• PROBLEM SET:
(a) From the scouting report on the young hitter, print the passage between "How has it translated" and "stretch, I know).", inclusive, with every word unchanged.
(b) Return, word for word, the lines of the collection entries between the line holding "Task: point out every instance of the sidewalk" and the final line of the collection entries, inclusive.

• TEXT SECTION:
***
How has it translated in his pro career so far? There’s no doubting his advanced feel for the zone as he’s always had a superb walk rate of at least 13%. It is almost to the point that he knows where he wants the ball and if he doesn’t have a ball in that specific zone he won’t swing which has led to a lot of caught looking strikeouts. He’s had an interesting year with a .340 BABIP yet still hitting .229/.342/.376. The game power still isn’t there, though he has had a recent surge in power of the last month(.253/.417/.494 over his last 27 games). His 104 wRC+ while playing right would put him right around league average had he had the same numbers in the majors (huge stretch, I know).
He shows stretches of brilliance that merits that first round draft grade but also cold streaks that can drive you crazy. In my opinion he was too aggressively promoted this year and should still be in Rome. His walk rate is awesome and a lot of his value right now comes from being able to get on base and it also looks like something he will be able to repeat across various levels. That said coming in to today he is striking out at an alarming 33% and is hitting .229 despite a .340 BABIP. At just 20 years of age he’s about 2.5 years younger than the average age of his competition so while the strikeout rate is very high he has plenty of time to make adjustments. How he finishes the season will be very interesting to monitor.
***
Collection entries
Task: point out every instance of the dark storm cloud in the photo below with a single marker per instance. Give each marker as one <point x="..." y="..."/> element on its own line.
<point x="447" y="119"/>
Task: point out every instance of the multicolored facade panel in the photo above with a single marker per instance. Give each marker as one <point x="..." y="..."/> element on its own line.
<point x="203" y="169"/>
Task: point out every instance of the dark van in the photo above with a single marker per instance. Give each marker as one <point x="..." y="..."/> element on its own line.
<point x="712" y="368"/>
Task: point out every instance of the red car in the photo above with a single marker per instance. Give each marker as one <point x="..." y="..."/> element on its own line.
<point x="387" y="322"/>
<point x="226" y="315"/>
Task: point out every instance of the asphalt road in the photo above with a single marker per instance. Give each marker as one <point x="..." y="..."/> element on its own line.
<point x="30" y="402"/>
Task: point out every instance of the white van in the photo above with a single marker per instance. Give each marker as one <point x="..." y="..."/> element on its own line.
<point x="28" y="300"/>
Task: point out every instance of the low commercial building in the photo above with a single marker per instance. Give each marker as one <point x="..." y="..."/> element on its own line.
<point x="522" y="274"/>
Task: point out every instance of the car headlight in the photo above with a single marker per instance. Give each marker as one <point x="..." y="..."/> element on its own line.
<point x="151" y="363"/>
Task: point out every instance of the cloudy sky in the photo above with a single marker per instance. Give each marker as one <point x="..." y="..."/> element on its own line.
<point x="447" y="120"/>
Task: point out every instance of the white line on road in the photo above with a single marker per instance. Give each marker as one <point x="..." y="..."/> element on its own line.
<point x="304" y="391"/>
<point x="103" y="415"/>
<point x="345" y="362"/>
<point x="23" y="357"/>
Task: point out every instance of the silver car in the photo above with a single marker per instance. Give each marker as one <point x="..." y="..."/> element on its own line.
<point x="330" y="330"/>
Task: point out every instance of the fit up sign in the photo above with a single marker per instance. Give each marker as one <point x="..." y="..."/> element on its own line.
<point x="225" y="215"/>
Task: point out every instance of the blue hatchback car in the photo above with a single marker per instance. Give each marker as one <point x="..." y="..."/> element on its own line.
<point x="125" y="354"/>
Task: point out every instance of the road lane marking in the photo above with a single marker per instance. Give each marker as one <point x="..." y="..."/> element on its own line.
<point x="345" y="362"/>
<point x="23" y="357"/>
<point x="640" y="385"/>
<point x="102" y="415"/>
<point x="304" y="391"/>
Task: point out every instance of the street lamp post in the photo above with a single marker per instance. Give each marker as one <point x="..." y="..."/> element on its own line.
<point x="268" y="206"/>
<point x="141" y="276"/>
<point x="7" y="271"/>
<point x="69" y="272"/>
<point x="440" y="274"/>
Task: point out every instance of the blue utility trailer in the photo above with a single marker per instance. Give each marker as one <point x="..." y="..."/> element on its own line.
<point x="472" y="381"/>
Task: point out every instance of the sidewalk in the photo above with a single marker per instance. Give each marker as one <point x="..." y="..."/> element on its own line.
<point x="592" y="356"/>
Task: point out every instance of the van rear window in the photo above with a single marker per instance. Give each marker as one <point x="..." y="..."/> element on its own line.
***
• SOLUTION SET:
(a)
How has it translated in his pro career so far? There’s no doubting his advanced feel for the zone as he’s always had a superb walk rate of at least 13%. It is almost to the point that he knows where he wants the ball and if he doesn’t have a ball in that specific zone he won’t swing which has led to a lot of caught looking strikeouts. He’s had an interesting year with a .340 BABIP yet still hitting .229/.342/.376. The game power still isn’t there, though he has had a recent surge in power of the last month(.253/.417/.494 over his last 27 games). His 104 wRC+ while playing right would put him right around league average had he had the same numbers in the majors (huge stretch, I know).

(b)
Task: point out every instance of the sidewalk in the photo above with a single marker per instance. Give each marker as one <point x="..." y="..."/> element on its own line.
<point x="592" y="356"/>
Task: point out every instance of the van rear window in the photo above with a single marker per instance. Give each marker as one <point x="..." y="..."/> element on its own line.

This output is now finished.